[Task objective]
Copy every one of the records below word for word, and leave the pictures out of your copy.

[Raw records]
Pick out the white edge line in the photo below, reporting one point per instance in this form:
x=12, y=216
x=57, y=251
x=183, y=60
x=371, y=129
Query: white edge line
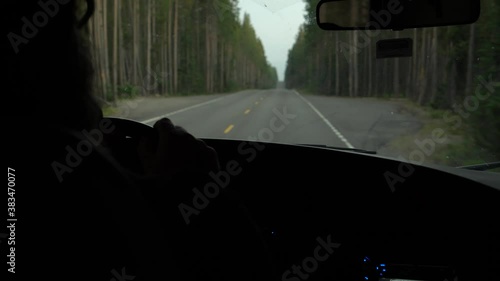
x=154, y=119
x=335, y=131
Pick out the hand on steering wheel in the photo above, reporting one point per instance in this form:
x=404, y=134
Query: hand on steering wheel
x=175, y=151
x=162, y=151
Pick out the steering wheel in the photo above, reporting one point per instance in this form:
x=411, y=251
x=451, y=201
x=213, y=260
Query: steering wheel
x=224, y=215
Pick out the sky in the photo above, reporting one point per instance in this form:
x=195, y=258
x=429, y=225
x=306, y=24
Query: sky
x=276, y=23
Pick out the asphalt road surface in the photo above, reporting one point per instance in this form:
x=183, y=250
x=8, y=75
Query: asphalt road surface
x=280, y=115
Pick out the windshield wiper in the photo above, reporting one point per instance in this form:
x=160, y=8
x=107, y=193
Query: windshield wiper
x=482, y=167
x=342, y=148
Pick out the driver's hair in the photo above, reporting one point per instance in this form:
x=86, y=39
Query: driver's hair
x=47, y=66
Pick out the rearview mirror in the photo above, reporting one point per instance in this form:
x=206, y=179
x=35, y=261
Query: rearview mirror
x=394, y=14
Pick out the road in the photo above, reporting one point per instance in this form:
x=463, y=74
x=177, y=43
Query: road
x=280, y=115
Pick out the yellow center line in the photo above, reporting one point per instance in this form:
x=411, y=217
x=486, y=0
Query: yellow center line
x=228, y=129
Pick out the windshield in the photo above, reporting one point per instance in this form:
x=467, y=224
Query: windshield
x=263, y=70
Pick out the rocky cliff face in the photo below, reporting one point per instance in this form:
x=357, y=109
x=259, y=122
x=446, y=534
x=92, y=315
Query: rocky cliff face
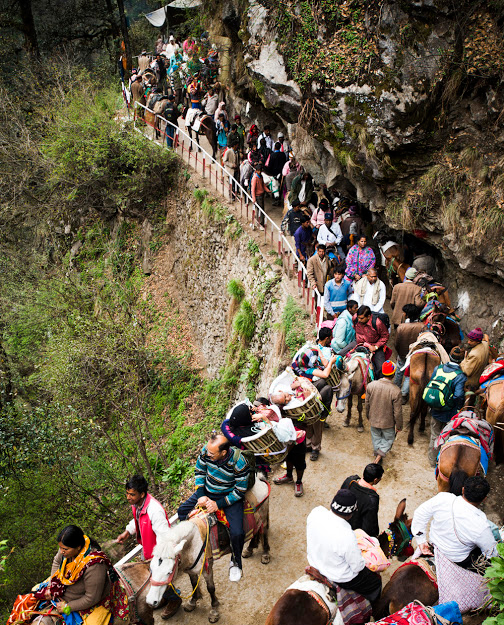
x=397, y=105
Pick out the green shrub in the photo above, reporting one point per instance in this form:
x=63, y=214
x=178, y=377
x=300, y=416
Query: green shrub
x=245, y=321
x=236, y=289
x=495, y=578
x=252, y=247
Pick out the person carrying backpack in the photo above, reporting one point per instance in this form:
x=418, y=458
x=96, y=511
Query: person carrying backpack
x=444, y=394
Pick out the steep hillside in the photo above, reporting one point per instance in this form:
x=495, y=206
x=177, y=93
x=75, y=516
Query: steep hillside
x=397, y=104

[Exercise result]
Pick out the white edge line in the photo below, reporting one point per instance in this form:
x=12, y=216
x=57, y=251
x=183, y=60
x=371, y=129
Query: white edge line
x=154, y=119
x=335, y=131
Pick out the hand on steering wheel in the photo above, reporting one point per instance in this form:
x=404, y=134
Query: hand on steering wheel
x=175, y=151
x=162, y=151
Pick out the steering wheel in the photo above, reporting one point per instance in this form:
x=411, y=251
x=451, y=201
x=213, y=260
Query: steering wheel
x=224, y=215
Pick out the sky in the photo above, reporting one point per instance in this form:
x=195, y=258
x=429, y=225
x=306, y=24
Query: sky
x=276, y=23
Pick out the asphalt road surface in the photo above, reporting one point per instance in this form:
x=183, y=250
x=8, y=75
Query: asphalt road surface
x=280, y=115
Pick out the windshield wiper in the photo above, reporting one point per instance in this form:
x=160, y=8
x=107, y=193
Query: windshield wiper
x=482, y=167
x=342, y=148
Pick out the driver's hair in the photo above, reporting one point per instance in this form:
x=86, y=39
Query: driver's hair
x=47, y=66
Pick out the rearview mirror in the photo above, reporting one point per instance in this form:
x=206, y=179
x=35, y=261
Query: rearview mirror
x=394, y=14
Pick out the road in the photo above, reporting one point per instance in this form:
x=463, y=74
x=177, y=43
Query: road
x=280, y=115
Pick out the yellow center line in the photo above, reporting one point per instance in this form:
x=411, y=217
x=486, y=0
Query: yellow center line
x=228, y=129
Pick out the windshield in the photo above, reporting one point per instance in this form:
x=467, y=224
Query: windshield
x=263, y=70
Pick out the rocky cliff face in the photo below, reporting one point per instance in this form:
x=357, y=109
x=259, y=122
x=446, y=534
x=92, y=315
Query: rocky cliff face
x=397, y=105
Pick out the green shrub in the photo above, reporting one point per instance in this form:
x=63, y=214
x=178, y=377
x=300, y=416
Query: green shrub
x=245, y=321
x=236, y=289
x=495, y=578
x=252, y=247
Pick out the person carrying backpack in the photo above, reporting one point per instance in this form:
x=418, y=458
x=96, y=511
Query: person carrying backpack
x=444, y=394
Pick out the steep hillside in the photo above, reporting one point per instance in this form:
x=495, y=206
x=177, y=93
x=75, y=516
Query: steep hillside
x=397, y=104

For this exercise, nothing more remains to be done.